--- Objectif de l'exercice ---
Dans l'extrait sur la maturité des raisins, qui a rappelé pendant les visites de pré-vendanges que la campagne 2021 avait éprouvé les vignerons ?

Maturité des raisins : un millésime dans la moyenne
Après une phase de maturité hésitante, quelques jours de soleil ont donné le signe des vendanges des vins de base un peu plus tôt qu’envisagé à la fin du mois d’août. Ceci dit, l’adage ne sera pas tout à fait juste, septembre ne fera pas le vin tant les blessures de ces derniers mois ont marqué le vignoble.
Après une phase de maturité hésitante, quelques jours de soleil ont donné le signe des vendanges des vins de base un peu plus tôt qu’envisagé à la fin du mois d’août. Ceci dit, l’adage ne sera pas tout à fait juste, septembre ne fera pas le vin tant les blessures de ces derniers mois ont marqué le vignoble.

La campagne 2021 a éprouvé les vignerons, comme l’ont rappelé dans toutes les visites de pré-vendanges les conseillers de la chambre d’agriculture et du laboratoire Inovalys.

--- Données fournies ---
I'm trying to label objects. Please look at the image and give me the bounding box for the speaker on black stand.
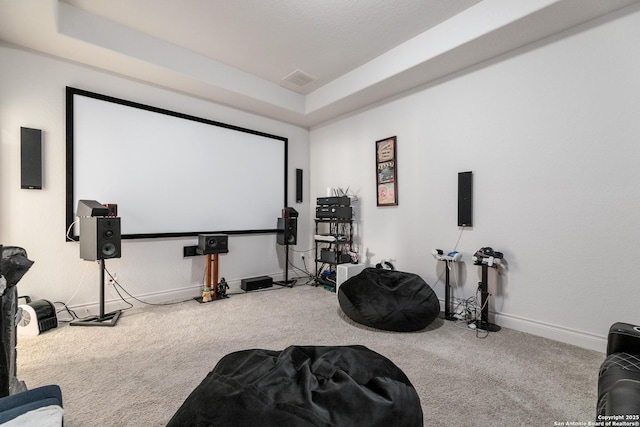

--- Résultat attendu ---
Les conseillers de la chambre d'agriculture et du laboratoire Inovalys.